-- WHAT THE TASK ASKS --
Continue the commit message on unified cgroup hierarchy support, picking up after its final sentence.

-- SOURCE EXCERPT --
■ ■ ■ ■
Commit graph

101 commits

Author SHA1 Message Date
Lennart Poettering efdb02375b core: unified cgroup hierarchy support
This patch set adds full support the new unified cgroup hierarchy logic
of modern kernels.

A new kernel command line option "systemd.unified_cgroup_hierarchy=1" is
added. If specified the unified hierarchy is mounted to /sys/fs/cgroup
instead of a tmpfs. No further hierarchies are mounted. The kernel
command line option defaults to off. We can turn it on by default as
soon as the kernel's APIs regarding this are stabilized (but even then
downstream distros might want to turn this off, as this will break any
tools that access cgroupfs directly).
■ ■ ■ ■
-- RECORDS --
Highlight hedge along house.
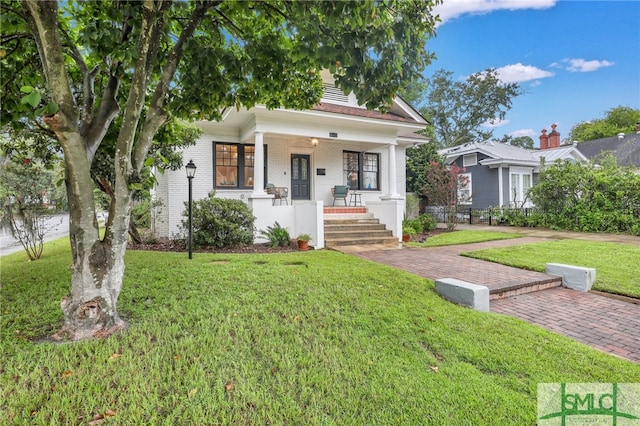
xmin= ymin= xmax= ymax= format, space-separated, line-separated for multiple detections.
xmin=155 ymin=73 xmax=428 ymax=248
xmin=439 ymin=124 xmax=587 ymax=209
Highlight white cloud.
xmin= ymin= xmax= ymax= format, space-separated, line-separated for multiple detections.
xmin=434 ymin=0 xmax=557 ymax=23
xmin=562 ymin=59 xmax=613 ymax=72
xmin=496 ymin=62 xmax=553 ymax=84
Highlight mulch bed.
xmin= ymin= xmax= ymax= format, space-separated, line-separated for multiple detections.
■ ■ ■ ■
-- OUTPUT OF THE EXERCISE --
It is possibly to choose for each boot individually whether the unified
or the legacy hierarchy is used. nspawn will by default provide the
legacy hierarchy to containers if the host is using it, and the unified
otherwise. However it is possible to run containers with the unified
hierarchy on a legacy host and vice versa, by setting the
$UNIFIED_CGROUP_HIERARCHY environment variable for nspawn to 1 or 0,
respectively.

The unified hierarchy provides reliable cgroup empty notifications for
the first time, via inotify. To make use of this we maintain one
manager-wide inotify fd, and each cgroup to it.

This patch also removes cg_delete() which is unused now.

On kernel 4.2 only the "memory" controller is compatible with the
unified hierarchy, hence that's the only controller systemd exposes when
booted in unified heirarchy mode.

This introduces a new enum for enumerating supported controllers, plus a
related enum for the mask bits mapping to it. The core is changed to
make use of this everywhere.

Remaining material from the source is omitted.